Descripción del ejercicio
Prosigue el texto sobre el estallido social en Chile, que aparece más abajo, a partir de su última oración.

Pasaje seleccionado
===============

En esos días, por cierto, el ánimo de sus correligionarios era bien distinto. Si bien algunos cercanos al presidente Piñera esbozaban sendas tesis conspirativas (algunas no muy distintas a las que nos ha regalado Nicolás Maduro, como la de los violentistas entrenados en Chile con la venia del gobierno de Gabriel Boric para sabotearlo), muchos políticos de derecha recorrían los matinales con los ojos vidriosos y sentidos actos de contrición. Dijeron sentirse interpelados por la calle, reconocieron deudas sociales, más de alguno reflexionó sobre las dificultades que había tenido el modelo económico para legitimarse en la población.
Por supuesto, nada de esto se contrapone a la denuncia de la violencia y del aprovechamiento impúdico que algunos sectores de la izquierda hicieron sobre la protesta. Aunque por estos días la izquierda se lava las manos, algún día tendrá que hacerse cargo de su ambigüedad frente a la dimensión destructiva del estallido social. Pero esa es pega de la izquierda. El riesgo político para la derecha es plegarse en forma acrítica al “consenso” que identifica Larroulet.
El estallido social nunca fue un momento anticapitalista ni el derrumbe del modelo. Eso lo ha reconocido hasta el propio Boric. Fue una rebelión plebeya contra las elites políticas y económicas, acusadas de secuestrar los beneficios del progreso y llevárselas siempre peladas. Es difícil pensar en una catarsis semejante sin un caldo de cultivo adecuado. Ese caldo de cultivo lo constituyeron, en parte, los casos de financiamiento ilegal de la política y los reiterados episodios de corrupción empresarial que se destaparon en los años previos. La rabia fue amplificada por la sensación de injusticia: retiros de oración para los curas cochinos, clases de ética para los empresarios evasores.
Luego vino el proceso constituyente, que catalizó la energía del estallido en un desafío electoral y una epopeya institucional. Más tarde la pandemia, que enfrió los ánimos refundacionales ante necesidades más mundanas. Nos dio “vértigo” el cambio, como dijo un convencional. Volvimos a hablar de economía y orden público. Hasta votamos por Republicanos. Pero la bronca con los abusos no desapareció. Quedó sumergida hasta nuevo aviso. Mutó en preferencias políticas anti-establishment. Se articula como permanente sospecha. Nos acompaña hasta el día de hoy en el ánimo sombrío de los chilenos respecto de su democracia.

===============

Entradas proporcionadas
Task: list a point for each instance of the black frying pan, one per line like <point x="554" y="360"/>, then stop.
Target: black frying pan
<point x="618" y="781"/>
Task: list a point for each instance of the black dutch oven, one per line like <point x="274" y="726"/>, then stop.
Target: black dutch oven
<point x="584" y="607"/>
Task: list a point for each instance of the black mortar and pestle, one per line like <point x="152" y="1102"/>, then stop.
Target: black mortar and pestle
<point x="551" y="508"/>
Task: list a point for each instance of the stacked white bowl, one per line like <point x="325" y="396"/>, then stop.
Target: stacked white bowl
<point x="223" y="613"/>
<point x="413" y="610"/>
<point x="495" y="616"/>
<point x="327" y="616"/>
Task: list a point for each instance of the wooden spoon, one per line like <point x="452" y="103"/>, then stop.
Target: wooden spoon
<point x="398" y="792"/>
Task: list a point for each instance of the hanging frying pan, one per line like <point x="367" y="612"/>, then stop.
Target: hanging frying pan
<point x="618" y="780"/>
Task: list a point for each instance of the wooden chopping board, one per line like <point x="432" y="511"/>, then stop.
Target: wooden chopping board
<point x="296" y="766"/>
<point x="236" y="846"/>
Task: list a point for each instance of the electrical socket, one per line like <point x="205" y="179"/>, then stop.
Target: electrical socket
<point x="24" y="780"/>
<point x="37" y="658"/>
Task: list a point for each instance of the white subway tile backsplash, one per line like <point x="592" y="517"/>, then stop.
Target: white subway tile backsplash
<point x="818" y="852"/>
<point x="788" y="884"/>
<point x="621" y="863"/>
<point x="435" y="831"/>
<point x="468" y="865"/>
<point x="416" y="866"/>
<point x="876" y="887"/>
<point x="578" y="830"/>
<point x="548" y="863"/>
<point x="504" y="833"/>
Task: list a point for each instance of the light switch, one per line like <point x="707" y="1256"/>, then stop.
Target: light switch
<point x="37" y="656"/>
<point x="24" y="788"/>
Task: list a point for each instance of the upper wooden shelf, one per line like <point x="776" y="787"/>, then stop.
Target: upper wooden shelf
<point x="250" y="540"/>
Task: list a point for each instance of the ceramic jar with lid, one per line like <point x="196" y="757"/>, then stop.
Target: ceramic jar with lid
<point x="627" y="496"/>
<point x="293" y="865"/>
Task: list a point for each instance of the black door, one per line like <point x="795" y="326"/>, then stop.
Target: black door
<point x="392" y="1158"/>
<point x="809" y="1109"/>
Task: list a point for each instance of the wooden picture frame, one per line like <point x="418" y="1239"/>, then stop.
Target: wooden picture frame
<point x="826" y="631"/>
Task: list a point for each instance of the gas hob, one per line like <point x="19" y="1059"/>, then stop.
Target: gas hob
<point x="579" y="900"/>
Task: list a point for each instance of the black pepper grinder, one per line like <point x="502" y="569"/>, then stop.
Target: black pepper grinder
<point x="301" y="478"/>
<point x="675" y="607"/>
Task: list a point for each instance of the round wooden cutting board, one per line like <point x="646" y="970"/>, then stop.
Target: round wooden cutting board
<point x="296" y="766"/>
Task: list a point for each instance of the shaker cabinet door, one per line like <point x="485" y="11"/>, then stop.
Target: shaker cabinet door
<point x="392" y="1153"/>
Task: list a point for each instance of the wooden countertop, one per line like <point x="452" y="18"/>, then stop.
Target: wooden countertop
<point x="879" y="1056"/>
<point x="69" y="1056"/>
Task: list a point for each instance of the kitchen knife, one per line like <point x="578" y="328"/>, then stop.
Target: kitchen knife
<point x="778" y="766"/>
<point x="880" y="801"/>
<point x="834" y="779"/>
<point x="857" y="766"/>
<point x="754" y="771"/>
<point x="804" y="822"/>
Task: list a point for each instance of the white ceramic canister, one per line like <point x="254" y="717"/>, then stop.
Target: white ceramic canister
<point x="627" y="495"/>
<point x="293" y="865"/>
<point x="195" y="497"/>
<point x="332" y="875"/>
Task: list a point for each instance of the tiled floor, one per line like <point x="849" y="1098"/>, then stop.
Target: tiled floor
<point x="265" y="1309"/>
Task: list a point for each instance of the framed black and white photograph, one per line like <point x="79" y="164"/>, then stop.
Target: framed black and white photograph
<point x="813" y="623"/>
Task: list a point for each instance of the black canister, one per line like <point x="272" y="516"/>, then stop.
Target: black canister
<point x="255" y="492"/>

===============

La respuesta
Hace algunas semanas volvimos a ver barricadas aisladas, con vecinos encabronados por la negligencia -y sobre todo, displicencia- de una empresa privada encargada de proveer electricidad a la capital. En los últimos días, como no pasaba desde el caso Penta, la ciudadanía sigue con interés telesérico una audiencia de formalización contra un poderoso abogado de la plaza, acusado de corromper las instituciones hasta la médula. La trenza llega hasta al mismísimo factótum de los gobiernos de Piñera. ¿No son estos casos del mismo tipo de los que fueron elevando la temperatura previa al estallido social?
La derecha descansa cómodamente en la narrativa del “estallido delictual” a su propio riesgo. Es más económico, cognitivamente hablando, pensar que la culpa la tiene siempre el otro. Nos ahorra tener que hacer cambios. Pero los diagnósticos equivocados son el punto de partida de gobiernos descaminados. Ya llevamos al menos tres gobiernos con lecturas iniciales erróneas, y lo han pagado con descalabros tempranos en su popularidad.
Lo más fácil para Evelyn Matthei y su entorno es suscribir al “consenso” de Larroulet. La pregunta es si acaso una mirada tan reduccionista del estallido les deja espacio para comprender que el pasto sigue seco, y que es poco inteligente ignorar las chispas que se encienden por aquí y por allá.